**SUPPLIED RECORDS**:
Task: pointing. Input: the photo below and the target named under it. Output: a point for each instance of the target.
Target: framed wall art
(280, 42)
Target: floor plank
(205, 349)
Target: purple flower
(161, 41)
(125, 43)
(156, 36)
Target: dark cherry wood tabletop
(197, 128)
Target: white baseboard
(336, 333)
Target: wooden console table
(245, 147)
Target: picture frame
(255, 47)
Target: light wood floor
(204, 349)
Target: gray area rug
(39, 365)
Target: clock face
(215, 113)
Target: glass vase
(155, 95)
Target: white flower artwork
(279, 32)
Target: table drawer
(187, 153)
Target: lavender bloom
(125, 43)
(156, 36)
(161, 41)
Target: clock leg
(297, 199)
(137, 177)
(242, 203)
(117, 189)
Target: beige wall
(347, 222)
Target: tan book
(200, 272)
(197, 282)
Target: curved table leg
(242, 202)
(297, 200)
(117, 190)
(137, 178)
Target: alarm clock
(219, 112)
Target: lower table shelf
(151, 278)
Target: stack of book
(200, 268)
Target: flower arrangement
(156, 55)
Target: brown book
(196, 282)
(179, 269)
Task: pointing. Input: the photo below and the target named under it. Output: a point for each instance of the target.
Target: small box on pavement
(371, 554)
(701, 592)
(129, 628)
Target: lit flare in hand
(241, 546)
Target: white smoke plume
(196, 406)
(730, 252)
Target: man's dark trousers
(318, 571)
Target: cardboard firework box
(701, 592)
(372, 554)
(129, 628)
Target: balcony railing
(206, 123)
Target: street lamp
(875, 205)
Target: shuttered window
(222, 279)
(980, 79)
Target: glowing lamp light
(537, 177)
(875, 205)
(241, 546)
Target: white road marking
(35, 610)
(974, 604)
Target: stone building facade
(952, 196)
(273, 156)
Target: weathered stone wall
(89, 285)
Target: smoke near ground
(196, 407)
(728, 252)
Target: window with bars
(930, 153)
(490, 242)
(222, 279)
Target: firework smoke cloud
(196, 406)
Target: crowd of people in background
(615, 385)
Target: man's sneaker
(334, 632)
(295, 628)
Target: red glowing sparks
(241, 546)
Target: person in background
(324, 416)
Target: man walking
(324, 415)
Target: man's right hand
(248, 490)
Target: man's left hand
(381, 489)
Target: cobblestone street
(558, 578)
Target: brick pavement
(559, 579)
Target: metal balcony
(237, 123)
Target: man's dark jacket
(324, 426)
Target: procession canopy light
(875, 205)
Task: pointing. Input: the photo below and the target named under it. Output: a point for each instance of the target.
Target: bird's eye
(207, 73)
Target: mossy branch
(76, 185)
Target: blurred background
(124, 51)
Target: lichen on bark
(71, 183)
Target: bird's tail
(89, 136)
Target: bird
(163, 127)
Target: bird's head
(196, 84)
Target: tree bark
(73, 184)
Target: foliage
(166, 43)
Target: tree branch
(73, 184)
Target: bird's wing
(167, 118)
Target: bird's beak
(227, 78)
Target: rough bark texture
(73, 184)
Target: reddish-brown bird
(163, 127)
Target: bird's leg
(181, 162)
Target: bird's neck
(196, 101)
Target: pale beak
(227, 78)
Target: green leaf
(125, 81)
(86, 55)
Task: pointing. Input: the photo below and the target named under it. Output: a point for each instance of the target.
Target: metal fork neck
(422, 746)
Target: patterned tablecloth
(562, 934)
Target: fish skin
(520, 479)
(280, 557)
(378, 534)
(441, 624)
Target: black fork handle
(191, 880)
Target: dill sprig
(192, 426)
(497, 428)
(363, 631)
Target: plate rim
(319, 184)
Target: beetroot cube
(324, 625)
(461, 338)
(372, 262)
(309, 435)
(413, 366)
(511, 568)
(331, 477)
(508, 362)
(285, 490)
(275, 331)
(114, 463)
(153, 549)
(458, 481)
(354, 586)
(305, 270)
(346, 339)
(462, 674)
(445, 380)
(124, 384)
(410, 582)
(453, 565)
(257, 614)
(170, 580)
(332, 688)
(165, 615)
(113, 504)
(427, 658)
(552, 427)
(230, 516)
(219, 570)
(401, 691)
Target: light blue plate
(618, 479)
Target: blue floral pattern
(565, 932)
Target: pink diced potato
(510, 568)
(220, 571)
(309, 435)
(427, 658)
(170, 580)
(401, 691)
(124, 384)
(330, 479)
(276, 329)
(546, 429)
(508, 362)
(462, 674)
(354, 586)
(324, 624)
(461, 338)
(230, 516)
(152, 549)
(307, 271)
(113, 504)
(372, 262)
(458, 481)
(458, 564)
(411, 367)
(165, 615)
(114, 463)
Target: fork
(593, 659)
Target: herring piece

**EXERCISE REQUIREMENTS**:
An exact copy of the listing is the goal. Transcribe it in full.

**EXERCISE RESULT**:
Task: pointing. Input: the photo below and the target named under it. Output: a point for each instance of the target.
Target: framed wall art
(280, 42)
Target: floor plank
(205, 349)
Target: purple flower
(161, 41)
(125, 43)
(156, 36)
Target: dark cherry wood tabletop
(197, 128)
Target: white baseboard
(336, 333)
Target: wooden console table
(245, 147)
Target: picture frame
(255, 47)
Target: light wood floor
(204, 349)
Target: gray area rug
(39, 365)
Target: clock face
(215, 113)
Target: glass vase
(155, 95)
Target: white flower artwork
(279, 32)
Target: table drawer
(187, 153)
Target: lavender bloom
(125, 43)
(156, 36)
(161, 41)
Target: clock leg
(297, 199)
(137, 177)
(242, 203)
(117, 189)
Target: beige wall
(347, 222)
Target: tan book
(200, 272)
(197, 282)
Target: curved table leg
(242, 202)
(297, 200)
(117, 190)
(137, 178)
Target: alarm clock
(219, 112)
Target: lower table shelf
(151, 278)
Target: stack of book
(200, 268)
Target: flower arrangement
(156, 55)
Target: brown book
(196, 282)
(179, 269)
Task: pointing. Input: the photo below and the target named under it. Output: a point for each instance of the target.
Target: small box on pavement
(371, 554)
(701, 592)
(129, 628)
Target: lit flare in hand
(241, 546)
Target: white smoke plume
(196, 406)
(730, 252)
Target: man's dark trousers
(318, 571)
Target: cardboard firework box
(701, 592)
(372, 554)
(129, 628)
Target: balcony railing
(206, 123)
Target: street lamp
(875, 205)
Target: shuttered window
(222, 279)
(980, 79)
Target: glowing lamp light
(537, 177)
(875, 205)
(241, 546)
Target: white road marking
(35, 610)
(974, 604)
Target: stone building facade
(952, 196)
(273, 156)
Target: weathered stone wall
(89, 285)
Target: smoke near ground
(196, 407)
(728, 252)
Target: window with bars
(930, 153)
(490, 242)
(222, 279)
Target: firework smoke cloud
(196, 406)
Target: crowd of people in background
(615, 385)
Target: man's sneaker
(334, 632)
(295, 628)
Target: red glowing sparks
(241, 546)
Target: person in background
(324, 416)
Target: man walking
(324, 415)
Target: man's right hand
(248, 490)
Target: man's left hand
(381, 489)
Target: cobblestone street
(558, 578)
Target: brick pavement
(559, 579)
Target: metal balcony
(237, 123)
Target: man's dark jacket
(324, 426)
Target: procession canopy light
(875, 205)
Task: pointing. Input: the photo below and the target named under it. Output: a point for each instance of the target.
Target: bird's eye
(207, 73)
Target: mossy branch
(76, 185)
Target: blurred background
(124, 51)
Target: lichen on bark
(71, 183)
Target: bird's tail
(89, 136)
Target: bird
(163, 127)
Target: bird's head
(196, 84)
Target: tree bark
(73, 184)
Target: foliage
(166, 43)
Target: tree branch
(73, 184)
Target: bird's wing
(167, 118)
Target: bird's beak
(227, 78)
Target: rough bark texture
(73, 184)
Target: reddish-brown bird
(163, 127)
Target: bird's leg
(181, 162)
Target: bird's neck
(196, 101)
Target: pale beak
(227, 78)
Target: green leaf
(125, 81)
(86, 55)
Task: pointing. Input: the photo below and the target named under it. Output: a point for each instance of the target.
Target: metal fork neck
(422, 746)
Target: patterned tablecloth
(562, 934)
Target: fish skin
(520, 479)
(280, 557)
(378, 534)
(441, 624)
Target: black fork handle
(191, 880)
Target: dill sprig
(192, 426)
(497, 428)
(363, 631)
Target: plate rim
(319, 184)
Target: beetroot cube
(324, 625)
(461, 338)
(372, 262)
(309, 435)
(413, 366)
(511, 568)
(331, 477)
(508, 362)
(285, 490)
(275, 331)
(114, 463)
(153, 549)
(458, 481)
(354, 586)
(305, 270)
(346, 339)
(462, 674)
(445, 380)
(124, 384)
(410, 582)
(453, 565)
(257, 614)
(170, 580)
(332, 688)
(165, 615)
(113, 504)
(427, 658)
(552, 427)
(230, 516)
(219, 570)
(401, 691)
Target: light blue plate
(618, 479)
Target: blue floral pattern
(565, 932)
Target: pink diced potato
(510, 568)
(220, 571)
(309, 435)
(427, 658)
(170, 580)
(401, 691)
(124, 384)
(330, 479)
(276, 329)
(546, 429)
(508, 362)
(462, 674)
(354, 586)
(324, 624)
(461, 338)
(230, 516)
(152, 549)
(307, 271)
(113, 504)
(372, 262)
(458, 481)
(458, 564)
(411, 367)
(165, 615)
(114, 463)
Target: fork
(593, 659)
Target: herring piece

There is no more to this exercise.